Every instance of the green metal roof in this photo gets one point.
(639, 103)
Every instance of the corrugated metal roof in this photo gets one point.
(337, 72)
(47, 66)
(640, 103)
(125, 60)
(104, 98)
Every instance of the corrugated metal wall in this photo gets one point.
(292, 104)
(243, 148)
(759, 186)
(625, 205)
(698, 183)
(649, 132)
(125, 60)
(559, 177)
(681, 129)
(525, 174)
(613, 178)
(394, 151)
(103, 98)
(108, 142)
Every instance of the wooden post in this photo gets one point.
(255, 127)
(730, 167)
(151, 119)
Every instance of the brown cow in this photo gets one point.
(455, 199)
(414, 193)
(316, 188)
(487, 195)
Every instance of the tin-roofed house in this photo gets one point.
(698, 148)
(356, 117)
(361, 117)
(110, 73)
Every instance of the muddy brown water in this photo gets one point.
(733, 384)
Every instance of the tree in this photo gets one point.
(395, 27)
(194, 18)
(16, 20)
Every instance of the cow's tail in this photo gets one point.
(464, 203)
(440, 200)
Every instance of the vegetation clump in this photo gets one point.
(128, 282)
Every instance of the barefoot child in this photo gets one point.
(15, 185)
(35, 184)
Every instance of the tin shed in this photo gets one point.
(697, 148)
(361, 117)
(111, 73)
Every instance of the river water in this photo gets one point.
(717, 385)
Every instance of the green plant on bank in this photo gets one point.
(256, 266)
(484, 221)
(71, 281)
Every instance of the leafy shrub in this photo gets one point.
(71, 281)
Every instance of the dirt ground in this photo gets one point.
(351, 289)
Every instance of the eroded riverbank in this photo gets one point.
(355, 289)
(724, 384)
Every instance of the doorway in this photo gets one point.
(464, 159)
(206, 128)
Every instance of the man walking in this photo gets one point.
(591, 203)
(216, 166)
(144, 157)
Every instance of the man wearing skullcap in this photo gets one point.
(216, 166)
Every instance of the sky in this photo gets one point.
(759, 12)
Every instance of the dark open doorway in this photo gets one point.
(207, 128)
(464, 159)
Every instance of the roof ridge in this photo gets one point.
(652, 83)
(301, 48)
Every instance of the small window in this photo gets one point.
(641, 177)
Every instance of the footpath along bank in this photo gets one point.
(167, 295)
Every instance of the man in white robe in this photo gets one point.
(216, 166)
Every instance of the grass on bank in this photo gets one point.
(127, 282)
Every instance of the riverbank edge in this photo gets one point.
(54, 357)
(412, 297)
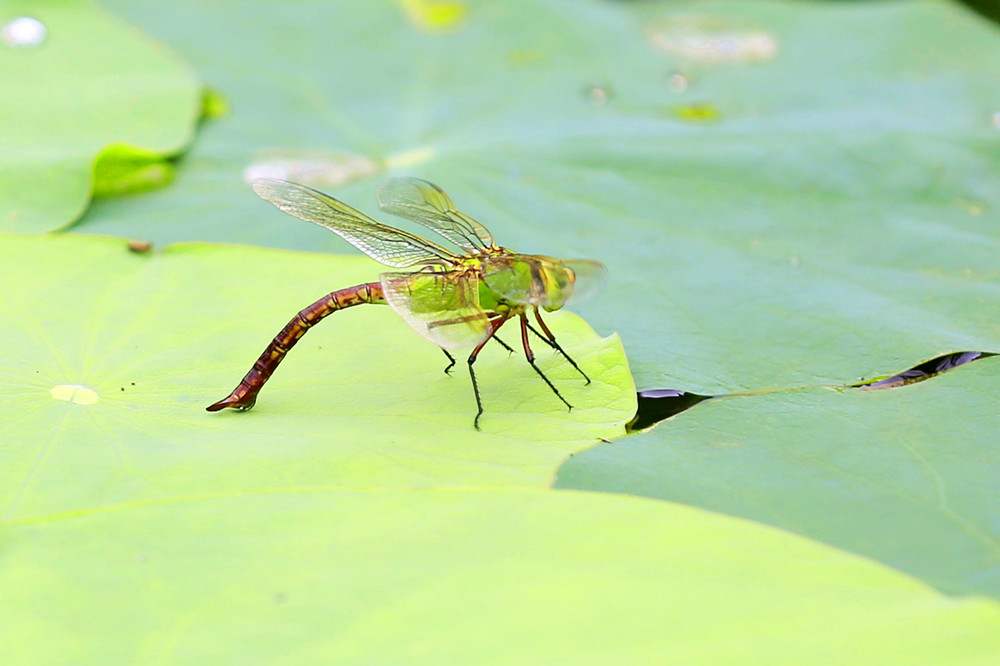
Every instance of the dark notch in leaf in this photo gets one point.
(657, 405)
(925, 370)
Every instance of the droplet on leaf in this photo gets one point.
(23, 32)
(598, 94)
(712, 40)
(677, 82)
(311, 168)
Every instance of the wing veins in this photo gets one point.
(388, 245)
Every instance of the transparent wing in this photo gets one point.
(442, 307)
(392, 247)
(427, 204)
(542, 281)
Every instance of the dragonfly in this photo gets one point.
(457, 300)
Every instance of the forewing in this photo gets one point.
(442, 307)
(542, 281)
(427, 204)
(392, 247)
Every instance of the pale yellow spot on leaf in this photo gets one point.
(435, 15)
(81, 395)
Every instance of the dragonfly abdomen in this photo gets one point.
(244, 395)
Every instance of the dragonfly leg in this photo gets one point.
(494, 327)
(550, 340)
(528, 354)
(510, 350)
(451, 360)
(244, 395)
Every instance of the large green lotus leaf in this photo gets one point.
(114, 356)
(907, 476)
(833, 214)
(93, 84)
(818, 227)
(485, 576)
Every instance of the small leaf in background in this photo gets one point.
(89, 82)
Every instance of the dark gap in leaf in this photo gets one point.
(925, 370)
(657, 405)
(987, 8)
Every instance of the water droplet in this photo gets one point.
(657, 405)
(311, 168)
(24, 32)
(678, 82)
(598, 94)
(712, 40)
(925, 370)
(75, 393)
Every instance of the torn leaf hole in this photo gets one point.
(657, 405)
(925, 370)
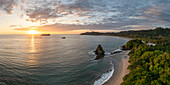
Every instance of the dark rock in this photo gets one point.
(63, 37)
(123, 48)
(99, 52)
(116, 51)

### WRITTEN REQUEST:
Copy out all of the data above word for word, leaving out the pictures.

### FINISHED ANSWER:
Every instance of the green metal roof in this photo gets one point.
(639, 103)
Every instance of the corrugated metal roof in this photo gets one point.
(337, 72)
(47, 66)
(640, 103)
(125, 60)
(104, 98)
Every instance of the corrugated metal wall in this photo gets one point.
(292, 104)
(243, 148)
(759, 186)
(625, 205)
(698, 183)
(649, 132)
(125, 60)
(559, 177)
(681, 129)
(525, 174)
(613, 178)
(394, 151)
(103, 98)
(108, 142)
Every instance of the wooden post in this photo gets one point.
(255, 127)
(730, 167)
(151, 119)
Every instance of the brown cow in this photo gets one point.
(455, 199)
(414, 193)
(316, 188)
(487, 195)
Every instance of the tin-roofed house in this photo gets one point.
(698, 148)
(356, 117)
(361, 117)
(110, 73)
Every instance of the muddy brown water in this photo gets one point.
(733, 384)
Every instance of the tree in this photo gets one point.
(395, 27)
(194, 18)
(16, 20)
Every instance of the cow's tail in this photo gets one point.
(464, 203)
(440, 200)
Every instance of the vegetation clump in this photo gets one point.
(128, 282)
Every instance of the barefoot child in this photo gets one point.
(15, 185)
(35, 184)
Every instance of the tin shed in this photo gets one point.
(697, 148)
(361, 117)
(111, 73)
Every instance of the river water in this photo gets one point.
(717, 385)
Every instance of the green plant on bank in this photo gets one point.
(256, 266)
(484, 221)
(71, 281)
Every instance of the leafy shrub in this photo gets one point.
(71, 281)
Every instance of the dirt ground in this photo gets one point.
(351, 289)
Every instance of the eroded riverbank in this photo gets one point.
(355, 289)
(724, 384)
Every instance of the doorway in this photo gets one point.
(464, 159)
(206, 128)
Every instance of the man walking in this photo gets one point.
(591, 203)
(216, 166)
(144, 157)
Every instance of the man wearing skullcap in this photo gets one point.
(216, 166)
Every instance of the sky in this photo gets one point.
(759, 12)
Every instance of the dark open doorway in this photo gets one point.
(207, 128)
(464, 159)
Every instance of the roof ridge in this photo gets one point.
(652, 83)
(301, 48)
Every instance of the small window in this photo gets one point.
(641, 177)
Every instance of the footpath along bank in this photo gets one point.
(167, 295)
Every instance of the man in white robe in this photo gets one point.
(216, 166)
Every instance of the grass on bank in this photo gets one point.
(127, 282)
Every instance of the riverbank edge in this photo gets one point.
(54, 357)
(412, 297)
Every instance of the dark notch in leaf in this photo gets one point.
(657, 405)
(925, 370)
Every instance of the droplet on leaf in this photo gets one point.
(23, 32)
(598, 94)
(712, 40)
(677, 82)
(311, 168)
Every instance of the wing veins in this photo gets one point.
(388, 245)
Every instance of the transparent wing in this photo gets one point.
(442, 307)
(392, 247)
(427, 204)
(542, 281)
Every instance of the dragonfly in this photo gets one point.
(457, 300)
Every instance of the forewing in this photo gets one point.
(442, 307)
(542, 281)
(427, 204)
(392, 247)
Every instance of the pale yellow spot on leaf in this photo gets one point.
(435, 15)
(81, 395)
Every instance of the dragonfly abdomen in this photo gets one point.
(244, 395)
Every instance of the dragonfly leg in this photo gets one point.
(494, 327)
(550, 340)
(528, 354)
(510, 350)
(451, 360)
(244, 395)
Every instance of the large green lotus leaf in this photo gets one point.
(114, 356)
(907, 476)
(833, 214)
(93, 84)
(818, 227)
(485, 576)
Every instance of the small leaf in background in this photo gets one point.
(89, 82)
Every instance of the dark gap in leaf in this photo gets one point.
(925, 370)
(657, 405)
(987, 8)
Every instance of the water droplet in this photo gets one point.
(657, 405)
(311, 168)
(24, 32)
(678, 82)
(598, 94)
(712, 40)
(925, 370)
(75, 393)
Every instance of the torn leaf hole in this photo gets one point.
(657, 405)
(925, 370)
Every instance of the dark rock in this photo gets one point.
(63, 37)
(123, 48)
(99, 52)
(116, 51)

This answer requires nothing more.